-- Exercise --
When you reach the line containing "pixel 243 75" in the records below, start copying exactly, and stop once you have copied the line containing "pixel 753 420".

-- Entries provided --
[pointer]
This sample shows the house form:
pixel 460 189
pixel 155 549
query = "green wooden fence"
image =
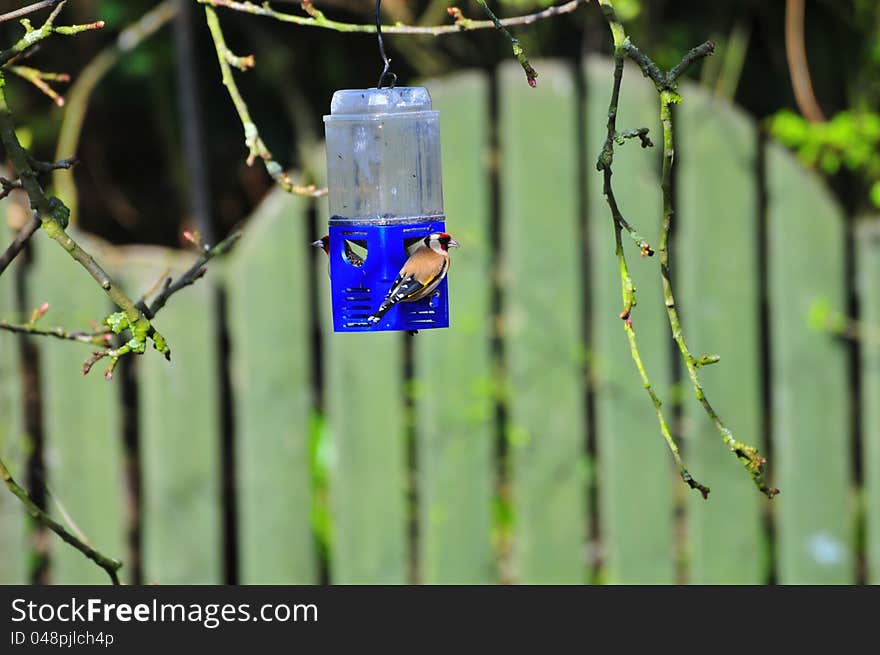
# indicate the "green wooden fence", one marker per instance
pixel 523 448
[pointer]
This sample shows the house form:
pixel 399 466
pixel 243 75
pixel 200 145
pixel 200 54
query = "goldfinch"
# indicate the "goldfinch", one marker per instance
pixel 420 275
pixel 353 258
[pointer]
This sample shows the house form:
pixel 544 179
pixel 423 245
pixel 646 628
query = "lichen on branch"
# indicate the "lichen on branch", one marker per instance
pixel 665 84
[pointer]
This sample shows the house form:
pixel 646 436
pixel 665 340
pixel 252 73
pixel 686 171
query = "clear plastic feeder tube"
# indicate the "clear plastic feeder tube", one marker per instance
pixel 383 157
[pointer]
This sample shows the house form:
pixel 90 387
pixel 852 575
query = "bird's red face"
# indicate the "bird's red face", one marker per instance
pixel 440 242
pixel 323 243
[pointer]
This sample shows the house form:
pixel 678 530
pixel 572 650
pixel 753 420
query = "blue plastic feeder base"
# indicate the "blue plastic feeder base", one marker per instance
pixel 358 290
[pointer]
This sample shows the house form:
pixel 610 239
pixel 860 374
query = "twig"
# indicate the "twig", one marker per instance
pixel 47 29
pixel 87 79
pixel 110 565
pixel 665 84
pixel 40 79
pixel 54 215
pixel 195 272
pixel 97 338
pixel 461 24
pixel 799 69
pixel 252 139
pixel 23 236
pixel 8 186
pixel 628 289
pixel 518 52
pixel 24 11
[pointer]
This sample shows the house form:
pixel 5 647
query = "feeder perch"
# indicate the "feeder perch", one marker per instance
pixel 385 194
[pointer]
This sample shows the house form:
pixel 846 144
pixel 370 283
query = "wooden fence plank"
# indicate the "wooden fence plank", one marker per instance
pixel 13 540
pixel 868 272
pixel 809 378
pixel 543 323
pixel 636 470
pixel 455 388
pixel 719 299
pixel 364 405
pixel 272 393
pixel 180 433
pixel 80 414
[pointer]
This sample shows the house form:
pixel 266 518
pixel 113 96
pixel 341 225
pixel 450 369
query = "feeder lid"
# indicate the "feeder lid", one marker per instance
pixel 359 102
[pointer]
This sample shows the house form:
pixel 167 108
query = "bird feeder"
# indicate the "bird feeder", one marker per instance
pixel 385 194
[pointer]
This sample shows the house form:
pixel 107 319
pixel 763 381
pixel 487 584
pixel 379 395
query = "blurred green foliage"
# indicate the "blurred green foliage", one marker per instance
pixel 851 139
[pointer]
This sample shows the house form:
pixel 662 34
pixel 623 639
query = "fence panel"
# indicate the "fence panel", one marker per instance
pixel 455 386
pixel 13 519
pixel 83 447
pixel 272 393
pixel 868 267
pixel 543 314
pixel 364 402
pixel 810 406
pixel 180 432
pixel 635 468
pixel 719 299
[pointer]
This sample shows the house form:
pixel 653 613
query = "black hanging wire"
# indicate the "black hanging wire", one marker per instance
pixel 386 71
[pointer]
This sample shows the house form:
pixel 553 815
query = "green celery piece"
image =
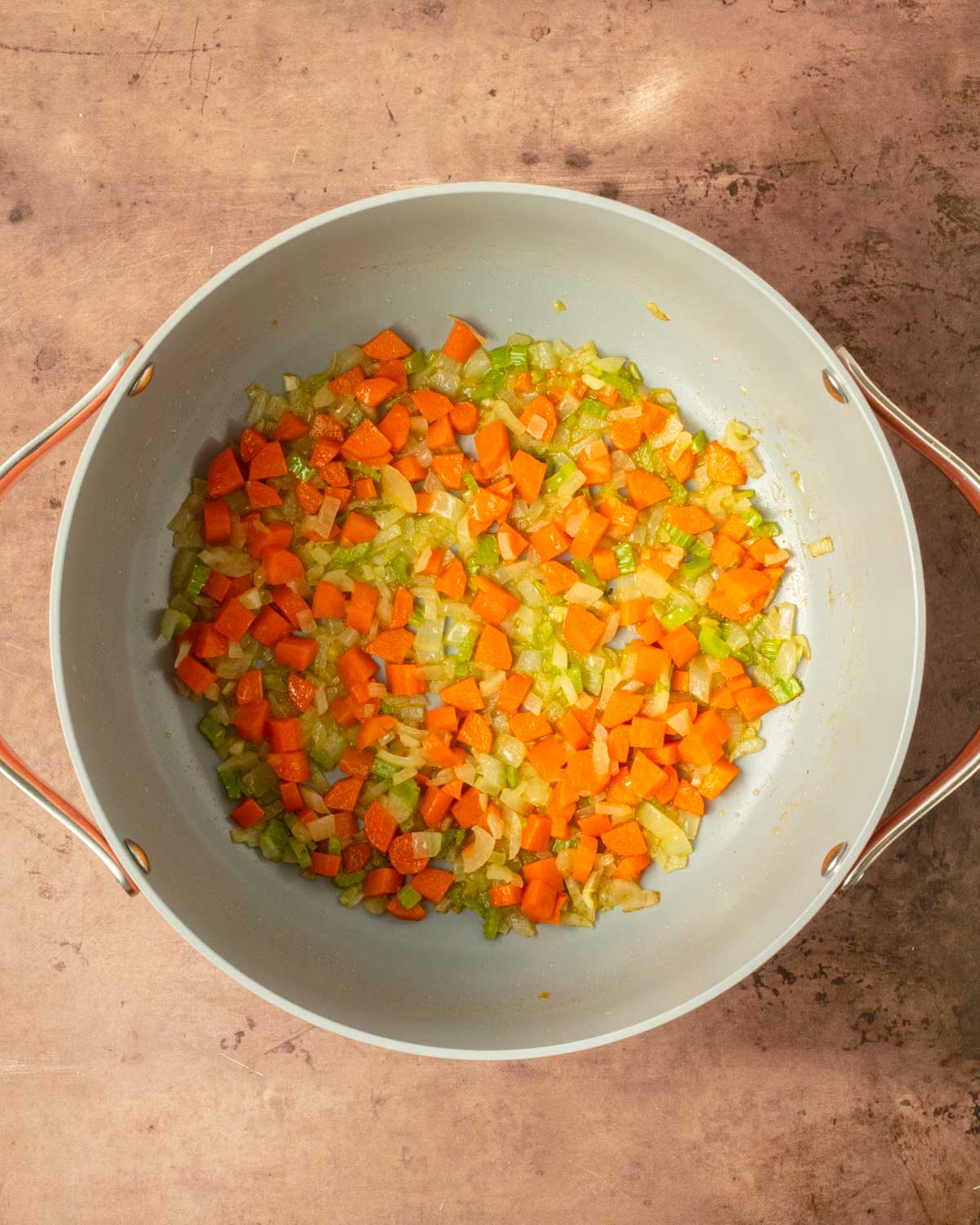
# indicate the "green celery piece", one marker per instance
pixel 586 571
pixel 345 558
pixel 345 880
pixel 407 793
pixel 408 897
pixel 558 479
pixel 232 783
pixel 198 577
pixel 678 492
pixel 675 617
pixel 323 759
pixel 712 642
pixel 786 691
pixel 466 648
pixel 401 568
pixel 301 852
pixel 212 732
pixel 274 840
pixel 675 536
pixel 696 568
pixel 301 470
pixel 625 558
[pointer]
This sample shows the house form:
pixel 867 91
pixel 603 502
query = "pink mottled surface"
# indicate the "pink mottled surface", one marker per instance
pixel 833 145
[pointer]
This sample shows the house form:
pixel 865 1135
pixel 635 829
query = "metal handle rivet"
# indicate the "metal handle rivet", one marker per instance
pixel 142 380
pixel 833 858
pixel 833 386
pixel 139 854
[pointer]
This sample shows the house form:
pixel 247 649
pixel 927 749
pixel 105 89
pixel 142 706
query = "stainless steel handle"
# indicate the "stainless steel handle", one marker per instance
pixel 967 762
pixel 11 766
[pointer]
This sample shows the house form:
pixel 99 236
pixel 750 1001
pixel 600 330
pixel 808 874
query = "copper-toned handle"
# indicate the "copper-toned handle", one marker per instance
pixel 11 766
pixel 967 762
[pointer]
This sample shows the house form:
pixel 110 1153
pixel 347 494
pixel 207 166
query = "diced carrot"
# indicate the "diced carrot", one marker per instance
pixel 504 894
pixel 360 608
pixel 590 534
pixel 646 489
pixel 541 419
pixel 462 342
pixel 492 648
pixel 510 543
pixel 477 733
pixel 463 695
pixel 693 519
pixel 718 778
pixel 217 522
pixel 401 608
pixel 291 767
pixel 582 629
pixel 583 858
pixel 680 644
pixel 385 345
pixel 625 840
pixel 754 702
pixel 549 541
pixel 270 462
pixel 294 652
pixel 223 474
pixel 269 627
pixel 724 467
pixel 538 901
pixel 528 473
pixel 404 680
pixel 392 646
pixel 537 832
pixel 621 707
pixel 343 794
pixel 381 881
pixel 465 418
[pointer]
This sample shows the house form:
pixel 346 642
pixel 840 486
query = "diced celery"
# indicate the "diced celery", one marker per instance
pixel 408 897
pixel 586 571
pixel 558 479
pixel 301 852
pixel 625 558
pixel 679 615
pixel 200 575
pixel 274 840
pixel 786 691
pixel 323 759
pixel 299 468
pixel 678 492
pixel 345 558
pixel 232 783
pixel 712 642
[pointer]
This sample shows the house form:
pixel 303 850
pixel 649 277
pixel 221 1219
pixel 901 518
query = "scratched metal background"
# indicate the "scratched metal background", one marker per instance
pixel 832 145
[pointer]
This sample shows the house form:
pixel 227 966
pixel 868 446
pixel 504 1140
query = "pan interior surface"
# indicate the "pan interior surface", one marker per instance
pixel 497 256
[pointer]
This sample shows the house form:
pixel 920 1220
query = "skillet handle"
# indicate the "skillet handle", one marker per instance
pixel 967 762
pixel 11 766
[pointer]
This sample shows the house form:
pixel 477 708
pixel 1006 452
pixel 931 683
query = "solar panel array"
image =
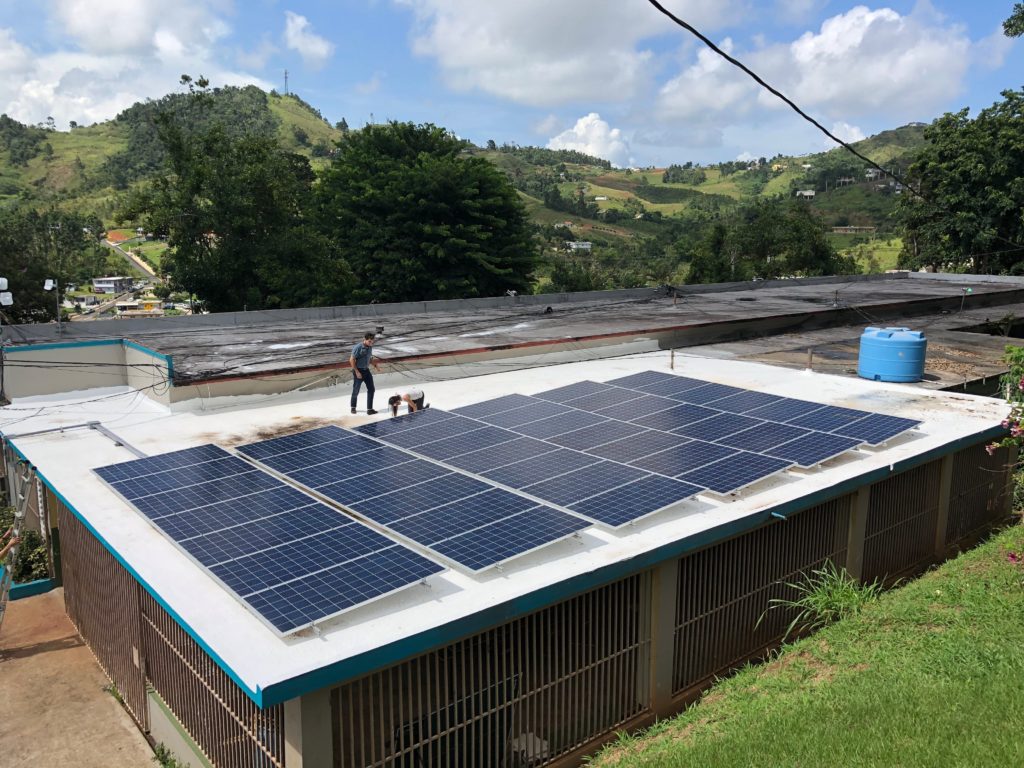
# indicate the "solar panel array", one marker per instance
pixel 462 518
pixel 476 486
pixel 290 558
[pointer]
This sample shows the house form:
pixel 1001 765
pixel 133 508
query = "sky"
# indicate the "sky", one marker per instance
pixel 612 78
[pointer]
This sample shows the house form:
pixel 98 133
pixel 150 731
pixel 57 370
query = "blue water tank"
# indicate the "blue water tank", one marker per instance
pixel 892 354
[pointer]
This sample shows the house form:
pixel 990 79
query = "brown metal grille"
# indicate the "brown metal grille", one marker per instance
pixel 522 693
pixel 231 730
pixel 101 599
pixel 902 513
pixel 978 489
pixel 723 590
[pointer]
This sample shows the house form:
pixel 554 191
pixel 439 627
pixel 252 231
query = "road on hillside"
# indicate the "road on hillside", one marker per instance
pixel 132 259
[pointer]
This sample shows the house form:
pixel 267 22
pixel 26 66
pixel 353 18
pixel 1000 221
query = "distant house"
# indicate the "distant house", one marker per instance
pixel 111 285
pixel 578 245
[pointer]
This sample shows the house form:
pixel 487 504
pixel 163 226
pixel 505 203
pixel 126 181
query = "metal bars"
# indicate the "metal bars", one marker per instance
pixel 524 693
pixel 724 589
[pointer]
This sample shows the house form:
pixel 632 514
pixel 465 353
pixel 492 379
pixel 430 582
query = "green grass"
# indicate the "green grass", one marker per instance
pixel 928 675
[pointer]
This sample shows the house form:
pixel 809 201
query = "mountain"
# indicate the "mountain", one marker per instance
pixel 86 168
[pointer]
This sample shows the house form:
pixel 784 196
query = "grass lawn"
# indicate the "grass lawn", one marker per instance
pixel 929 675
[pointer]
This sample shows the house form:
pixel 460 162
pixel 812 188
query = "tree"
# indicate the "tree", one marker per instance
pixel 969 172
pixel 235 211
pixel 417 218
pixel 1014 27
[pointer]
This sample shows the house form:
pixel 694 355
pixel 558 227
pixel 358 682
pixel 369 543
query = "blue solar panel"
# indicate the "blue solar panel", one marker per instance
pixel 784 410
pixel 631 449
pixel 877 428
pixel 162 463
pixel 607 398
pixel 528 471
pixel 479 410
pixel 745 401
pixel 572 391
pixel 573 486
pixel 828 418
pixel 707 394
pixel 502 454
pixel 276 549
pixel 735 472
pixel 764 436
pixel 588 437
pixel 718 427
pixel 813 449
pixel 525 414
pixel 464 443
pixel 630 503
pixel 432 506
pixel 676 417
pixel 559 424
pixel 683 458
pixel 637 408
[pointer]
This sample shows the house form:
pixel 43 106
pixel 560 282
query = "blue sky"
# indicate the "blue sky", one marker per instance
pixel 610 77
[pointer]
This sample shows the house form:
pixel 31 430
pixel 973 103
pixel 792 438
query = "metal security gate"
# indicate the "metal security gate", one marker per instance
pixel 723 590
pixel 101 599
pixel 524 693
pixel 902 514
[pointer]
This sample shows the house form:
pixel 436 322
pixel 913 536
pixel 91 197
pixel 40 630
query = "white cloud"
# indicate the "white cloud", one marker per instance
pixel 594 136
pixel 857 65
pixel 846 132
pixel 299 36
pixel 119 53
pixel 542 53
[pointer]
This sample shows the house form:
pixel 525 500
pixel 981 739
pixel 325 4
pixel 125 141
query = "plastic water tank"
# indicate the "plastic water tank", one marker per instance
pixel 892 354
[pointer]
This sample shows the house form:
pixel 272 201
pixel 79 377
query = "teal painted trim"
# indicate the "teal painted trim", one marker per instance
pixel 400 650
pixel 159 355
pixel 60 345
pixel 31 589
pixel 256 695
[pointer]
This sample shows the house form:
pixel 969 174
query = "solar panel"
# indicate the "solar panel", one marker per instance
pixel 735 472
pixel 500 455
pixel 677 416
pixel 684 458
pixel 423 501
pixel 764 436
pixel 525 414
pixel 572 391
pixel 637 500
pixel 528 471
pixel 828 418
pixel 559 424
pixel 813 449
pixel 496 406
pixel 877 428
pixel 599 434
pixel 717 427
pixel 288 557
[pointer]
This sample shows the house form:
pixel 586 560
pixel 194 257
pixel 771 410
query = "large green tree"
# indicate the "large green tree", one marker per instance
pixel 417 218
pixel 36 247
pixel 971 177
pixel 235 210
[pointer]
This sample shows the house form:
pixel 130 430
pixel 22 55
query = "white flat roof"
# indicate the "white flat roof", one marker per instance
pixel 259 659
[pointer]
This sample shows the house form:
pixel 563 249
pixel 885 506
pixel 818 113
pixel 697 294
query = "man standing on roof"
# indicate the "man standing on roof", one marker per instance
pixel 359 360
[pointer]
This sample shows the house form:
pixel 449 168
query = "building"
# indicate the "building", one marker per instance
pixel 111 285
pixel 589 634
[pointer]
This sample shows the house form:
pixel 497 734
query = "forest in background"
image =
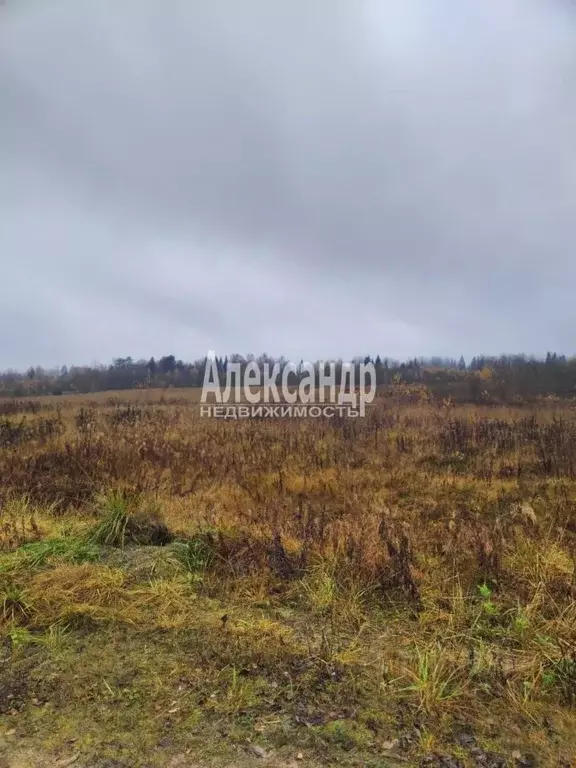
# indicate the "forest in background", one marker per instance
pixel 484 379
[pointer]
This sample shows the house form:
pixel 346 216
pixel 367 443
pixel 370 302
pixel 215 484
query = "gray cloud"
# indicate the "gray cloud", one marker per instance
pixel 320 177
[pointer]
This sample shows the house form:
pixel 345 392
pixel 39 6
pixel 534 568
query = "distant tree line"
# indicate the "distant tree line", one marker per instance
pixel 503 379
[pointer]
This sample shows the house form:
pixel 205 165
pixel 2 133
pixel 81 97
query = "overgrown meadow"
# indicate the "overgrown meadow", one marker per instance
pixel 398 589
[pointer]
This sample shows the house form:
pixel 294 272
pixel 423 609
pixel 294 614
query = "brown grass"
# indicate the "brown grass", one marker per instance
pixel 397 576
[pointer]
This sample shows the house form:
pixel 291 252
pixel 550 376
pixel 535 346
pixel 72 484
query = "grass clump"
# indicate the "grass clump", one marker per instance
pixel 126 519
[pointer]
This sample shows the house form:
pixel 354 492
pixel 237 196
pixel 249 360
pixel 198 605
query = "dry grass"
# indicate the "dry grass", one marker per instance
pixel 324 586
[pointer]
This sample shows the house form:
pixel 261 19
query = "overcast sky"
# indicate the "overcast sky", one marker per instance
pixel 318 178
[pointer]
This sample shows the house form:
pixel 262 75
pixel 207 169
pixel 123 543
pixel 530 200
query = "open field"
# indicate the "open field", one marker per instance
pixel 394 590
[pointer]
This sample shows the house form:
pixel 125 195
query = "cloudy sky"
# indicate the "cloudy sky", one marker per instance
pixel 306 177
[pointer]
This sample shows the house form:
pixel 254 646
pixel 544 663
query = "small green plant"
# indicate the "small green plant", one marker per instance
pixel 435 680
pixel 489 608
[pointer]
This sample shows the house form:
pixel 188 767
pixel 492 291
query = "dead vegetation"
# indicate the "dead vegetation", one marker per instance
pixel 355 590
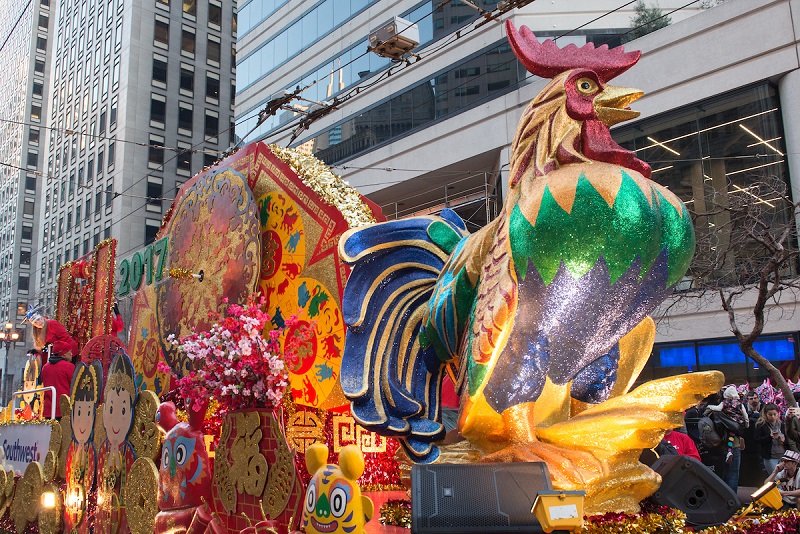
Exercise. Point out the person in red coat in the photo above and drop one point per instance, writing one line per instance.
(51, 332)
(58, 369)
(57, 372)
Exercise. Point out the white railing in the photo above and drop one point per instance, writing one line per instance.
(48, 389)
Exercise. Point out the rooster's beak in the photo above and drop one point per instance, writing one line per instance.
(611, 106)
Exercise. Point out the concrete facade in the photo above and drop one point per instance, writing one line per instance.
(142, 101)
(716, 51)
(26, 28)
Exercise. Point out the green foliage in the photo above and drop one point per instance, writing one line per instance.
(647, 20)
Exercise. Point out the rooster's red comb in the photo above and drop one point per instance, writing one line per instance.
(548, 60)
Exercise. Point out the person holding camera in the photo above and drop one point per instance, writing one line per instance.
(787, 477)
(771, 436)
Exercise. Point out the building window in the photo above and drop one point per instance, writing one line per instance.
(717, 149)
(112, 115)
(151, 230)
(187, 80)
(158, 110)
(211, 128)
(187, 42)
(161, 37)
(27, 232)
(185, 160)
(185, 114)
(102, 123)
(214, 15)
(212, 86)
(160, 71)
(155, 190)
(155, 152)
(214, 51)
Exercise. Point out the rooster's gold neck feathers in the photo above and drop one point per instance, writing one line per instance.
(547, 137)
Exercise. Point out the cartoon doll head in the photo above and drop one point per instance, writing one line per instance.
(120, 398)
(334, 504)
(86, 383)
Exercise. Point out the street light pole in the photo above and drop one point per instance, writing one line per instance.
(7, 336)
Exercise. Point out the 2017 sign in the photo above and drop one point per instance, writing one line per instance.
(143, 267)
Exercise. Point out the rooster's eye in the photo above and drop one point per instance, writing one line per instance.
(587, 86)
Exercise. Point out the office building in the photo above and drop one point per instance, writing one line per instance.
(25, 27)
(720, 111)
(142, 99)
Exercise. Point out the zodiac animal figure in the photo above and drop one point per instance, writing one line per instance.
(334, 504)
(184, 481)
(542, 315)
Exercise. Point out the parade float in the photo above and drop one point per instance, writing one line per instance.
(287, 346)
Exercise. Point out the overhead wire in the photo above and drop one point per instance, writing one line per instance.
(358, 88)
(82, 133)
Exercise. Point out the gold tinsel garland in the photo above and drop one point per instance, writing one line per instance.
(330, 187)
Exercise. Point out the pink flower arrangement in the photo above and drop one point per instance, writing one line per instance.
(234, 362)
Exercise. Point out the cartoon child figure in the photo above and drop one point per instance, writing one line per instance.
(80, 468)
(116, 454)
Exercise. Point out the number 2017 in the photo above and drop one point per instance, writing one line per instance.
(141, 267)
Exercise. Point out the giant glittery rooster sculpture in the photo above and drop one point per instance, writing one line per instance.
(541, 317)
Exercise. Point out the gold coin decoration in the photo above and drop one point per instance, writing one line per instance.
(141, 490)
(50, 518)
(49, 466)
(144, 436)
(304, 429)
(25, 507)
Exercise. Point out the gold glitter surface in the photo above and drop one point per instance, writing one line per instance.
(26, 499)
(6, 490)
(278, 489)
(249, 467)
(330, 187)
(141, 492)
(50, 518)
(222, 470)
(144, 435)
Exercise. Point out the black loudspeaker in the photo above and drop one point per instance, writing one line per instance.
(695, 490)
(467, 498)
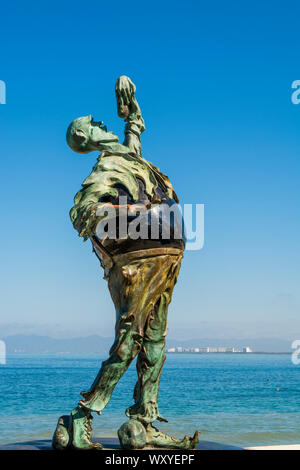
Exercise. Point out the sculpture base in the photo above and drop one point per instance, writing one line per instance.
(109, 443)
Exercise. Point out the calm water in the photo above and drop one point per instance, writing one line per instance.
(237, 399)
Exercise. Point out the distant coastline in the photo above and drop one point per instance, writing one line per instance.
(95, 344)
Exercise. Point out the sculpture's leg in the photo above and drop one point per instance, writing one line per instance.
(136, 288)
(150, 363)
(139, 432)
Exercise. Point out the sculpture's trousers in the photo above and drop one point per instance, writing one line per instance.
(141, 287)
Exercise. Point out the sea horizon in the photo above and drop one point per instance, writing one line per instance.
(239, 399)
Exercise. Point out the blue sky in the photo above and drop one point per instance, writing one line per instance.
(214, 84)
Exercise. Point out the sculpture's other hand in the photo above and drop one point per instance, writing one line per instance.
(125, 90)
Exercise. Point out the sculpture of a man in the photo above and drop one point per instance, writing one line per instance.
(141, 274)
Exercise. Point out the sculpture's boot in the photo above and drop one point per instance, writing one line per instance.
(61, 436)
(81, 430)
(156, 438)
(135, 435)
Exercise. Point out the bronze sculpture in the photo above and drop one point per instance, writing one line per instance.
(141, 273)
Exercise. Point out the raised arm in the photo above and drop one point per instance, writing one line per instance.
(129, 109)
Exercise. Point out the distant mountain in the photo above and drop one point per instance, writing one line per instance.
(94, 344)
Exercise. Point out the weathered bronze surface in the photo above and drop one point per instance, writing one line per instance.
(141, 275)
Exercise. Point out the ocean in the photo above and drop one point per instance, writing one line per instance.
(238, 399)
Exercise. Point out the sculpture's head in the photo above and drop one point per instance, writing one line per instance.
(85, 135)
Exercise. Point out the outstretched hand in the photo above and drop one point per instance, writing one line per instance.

-- Exercise response --
pixel 243 75
pixel 200 145
pixel 200 54
query = "goldfinch"
# indicate the "goldfinch", one marker per instance
pixel 420 275
pixel 353 258
[pointer]
This sample shows the house form:
pixel 544 179
pixel 423 245
pixel 646 628
query = "lichen on branch"
# indicate the "lichen on branch", one marker per instance
pixel 665 84
[pointer]
This sample shows the house form:
pixel 646 436
pixel 665 340
pixel 252 73
pixel 686 171
query = "clear plastic feeder tube"
# indicate the "clear plastic feeder tube", one marker per instance
pixel 383 157
[pointer]
This sample shows the house form:
pixel 90 387
pixel 852 575
query = "bird's red face"
# indicate the "bird's red face", one marker per instance
pixel 440 242
pixel 323 243
[pointer]
This sample shows the house form:
pixel 678 530
pixel 572 650
pixel 753 420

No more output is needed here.